> Exercise data:
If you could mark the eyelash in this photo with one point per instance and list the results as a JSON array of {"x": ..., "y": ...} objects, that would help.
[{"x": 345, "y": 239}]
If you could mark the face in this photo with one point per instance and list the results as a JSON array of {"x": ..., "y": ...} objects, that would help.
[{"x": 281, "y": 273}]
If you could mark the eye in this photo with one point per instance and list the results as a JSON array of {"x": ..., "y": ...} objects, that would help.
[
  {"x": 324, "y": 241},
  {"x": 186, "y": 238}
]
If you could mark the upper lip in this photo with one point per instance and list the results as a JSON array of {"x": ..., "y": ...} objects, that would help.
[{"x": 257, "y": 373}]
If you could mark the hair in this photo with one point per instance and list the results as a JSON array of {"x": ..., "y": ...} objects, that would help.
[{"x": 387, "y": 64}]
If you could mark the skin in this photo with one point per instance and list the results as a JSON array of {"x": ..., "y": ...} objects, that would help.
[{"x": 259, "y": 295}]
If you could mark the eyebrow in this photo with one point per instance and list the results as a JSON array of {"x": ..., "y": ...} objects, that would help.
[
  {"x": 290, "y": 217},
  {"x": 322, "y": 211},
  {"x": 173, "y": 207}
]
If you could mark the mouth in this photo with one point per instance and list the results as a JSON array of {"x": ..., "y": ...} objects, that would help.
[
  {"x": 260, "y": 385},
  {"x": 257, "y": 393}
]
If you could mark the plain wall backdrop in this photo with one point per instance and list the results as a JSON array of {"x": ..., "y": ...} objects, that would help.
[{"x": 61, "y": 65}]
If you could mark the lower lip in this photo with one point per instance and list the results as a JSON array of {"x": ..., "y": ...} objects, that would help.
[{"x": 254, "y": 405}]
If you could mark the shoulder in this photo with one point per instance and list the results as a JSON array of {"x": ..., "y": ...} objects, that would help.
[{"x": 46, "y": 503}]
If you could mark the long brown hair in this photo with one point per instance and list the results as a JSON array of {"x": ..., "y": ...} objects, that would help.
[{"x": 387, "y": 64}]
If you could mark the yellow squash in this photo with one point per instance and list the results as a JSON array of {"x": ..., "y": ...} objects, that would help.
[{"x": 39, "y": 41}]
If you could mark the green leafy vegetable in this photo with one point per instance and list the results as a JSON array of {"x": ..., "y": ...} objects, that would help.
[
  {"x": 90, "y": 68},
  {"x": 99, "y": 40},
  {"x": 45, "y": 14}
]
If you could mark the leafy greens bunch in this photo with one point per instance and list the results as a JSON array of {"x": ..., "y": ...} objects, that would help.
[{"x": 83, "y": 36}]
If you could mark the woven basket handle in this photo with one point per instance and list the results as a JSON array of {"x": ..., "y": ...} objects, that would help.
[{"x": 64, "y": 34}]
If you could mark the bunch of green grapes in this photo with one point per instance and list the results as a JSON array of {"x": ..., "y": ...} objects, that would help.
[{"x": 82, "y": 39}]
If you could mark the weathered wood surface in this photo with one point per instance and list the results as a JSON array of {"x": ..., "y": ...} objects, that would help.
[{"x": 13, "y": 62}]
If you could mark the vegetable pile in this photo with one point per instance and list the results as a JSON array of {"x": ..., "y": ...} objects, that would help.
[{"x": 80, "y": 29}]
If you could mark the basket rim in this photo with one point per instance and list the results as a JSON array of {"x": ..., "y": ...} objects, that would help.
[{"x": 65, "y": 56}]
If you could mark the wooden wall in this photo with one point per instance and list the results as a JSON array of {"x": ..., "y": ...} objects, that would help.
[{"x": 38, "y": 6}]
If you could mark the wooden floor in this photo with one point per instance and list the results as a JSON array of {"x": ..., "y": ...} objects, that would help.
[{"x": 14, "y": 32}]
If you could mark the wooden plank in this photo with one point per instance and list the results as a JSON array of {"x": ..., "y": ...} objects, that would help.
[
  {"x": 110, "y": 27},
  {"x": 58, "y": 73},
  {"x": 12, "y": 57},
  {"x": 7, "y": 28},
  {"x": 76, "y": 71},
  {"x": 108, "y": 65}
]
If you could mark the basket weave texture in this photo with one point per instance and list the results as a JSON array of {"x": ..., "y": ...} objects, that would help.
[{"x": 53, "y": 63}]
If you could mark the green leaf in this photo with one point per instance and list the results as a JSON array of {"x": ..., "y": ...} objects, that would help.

> Stated exercise:
Copy every one of the lines above word for word, with nothing left out or changed.

> Solution:
If you could mark the eyelash in this photo with one point per instance and list the results as a JSON array of {"x": ..., "y": ...} objects, that would help.
[{"x": 345, "y": 239}]
If you could mark the face in this photo with one point per instance and list the results as a JSON array of {"x": ..., "y": ...} objects, that would help.
[{"x": 281, "y": 273}]
If you could mark the eye in this photo with one point per instance and list the results as a JSON array of {"x": ..., "y": ...} objects, that would help.
[
  {"x": 324, "y": 241},
  {"x": 186, "y": 238}
]
If you could mark the upper lip in this photo with one point per instance and list the results as a JSON array of {"x": ..., "y": ...} objects, that would help.
[{"x": 257, "y": 373}]
If you could mark the hair in this photo with one point per instance and list the results as a JSON array of {"x": ..., "y": ...} objects, that would help.
[{"x": 387, "y": 64}]
If you could mark the skin in this photo with one point per instance and list the results as a JSON array of {"x": ..., "y": ...} objects, that would help.
[{"x": 259, "y": 295}]
If you could mark the eyebrow in this photo with one point per instance and list the results as a JSON array of {"x": ..., "y": ...} objects, that would help.
[
  {"x": 290, "y": 217},
  {"x": 322, "y": 211},
  {"x": 173, "y": 207}
]
If you could mark the mouth in this photo with one point per instance and list the results as a JSON array of {"x": ..., "y": ...} objects, that would help.
[
  {"x": 260, "y": 385},
  {"x": 257, "y": 393}
]
If you could mark the plain wall backdrop in this photo with one point per instance and list the results as a JSON array of {"x": ..., "y": ...} objects, that would help.
[{"x": 61, "y": 65}]
If you could mark the lower lip in this photo with one point per instance and list the results as a JSON array of {"x": ..., "y": ...} objects, that would help.
[{"x": 254, "y": 405}]
If you could mark the shoulder in this photo with one point per instance and list the results as a JSON array of {"x": ..., "y": ...} objects, that would help.
[{"x": 46, "y": 503}]
If you could mark the long brown hair in this photo with one point per instance and list the results as a JSON array of {"x": ..., "y": ...} objects, that would help.
[{"x": 387, "y": 64}]
If you could mark the yellow squash in this photo with one point per instance and list the results as a JSON array of {"x": ..., "y": ...} objects, that would help.
[{"x": 39, "y": 41}]
If you could mark the green leafy vegetable in this photo with one point per instance and list the results as a JSON array of {"x": ..., "y": ...} objects, that would help.
[
  {"x": 90, "y": 68},
  {"x": 99, "y": 40},
  {"x": 45, "y": 14}
]
If you could mark the leafy greens bunch in this photo with one point per instance and list the results as a JSON array of {"x": ..., "y": ...} objects, that would help.
[{"x": 83, "y": 36}]
If you could mark the woven basket handle in this photo with one point per instance and list the results as a JSON array of {"x": ..., "y": ...} objects, that would help.
[{"x": 64, "y": 34}]
If you could mark the bunch of green grapes in this photo with one point per instance and list the results as a JSON array of {"x": ..., "y": ...} objects, that would help.
[{"x": 82, "y": 39}]
If you could mark the weathered wood surface in this photo with one point per instance and list the results as a JSON array of {"x": ..., "y": ...} objects, that would help.
[{"x": 13, "y": 62}]
If you could mark the vegetable pile in this photo with one point per instance and list the results as a JSON array of {"x": ..., "y": ...} objects, that would help.
[{"x": 80, "y": 29}]
If you could mark the basket rim in this photo with one point per instance and list the results as a JSON array of {"x": ..., "y": ...} objects, that would help.
[{"x": 65, "y": 56}]
If you could mark the wooden wall in this photo with one point per instance and list the results as a JSON array of {"x": ..., "y": ...} objects, that would help.
[{"x": 38, "y": 6}]
If you could mark the wooden floor in this photo with one point per instance and list the results as a JSON array of {"x": ..., "y": ...} objects, that would help.
[{"x": 14, "y": 32}]
If you could mark the wooden plank in this photo with one point per instance and list the results as a JSON array of {"x": ..., "y": ...} objects, that would help.
[
  {"x": 110, "y": 27},
  {"x": 58, "y": 73},
  {"x": 12, "y": 57},
  {"x": 7, "y": 28},
  {"x": 76, "y": 71},
  {"x": 108, "y": 65}
]
If you could mark the basket weave texture in this photo with one point per instance and list the results as a JSON array of {"x": ..., "y": ...} objects, that would help.
[{"x": 53, "y": 63}]
If you could mark the green leaf in this photo with one point per instance and list the results as a JSON array of {"x": ..., "y": ...} objects, that would help.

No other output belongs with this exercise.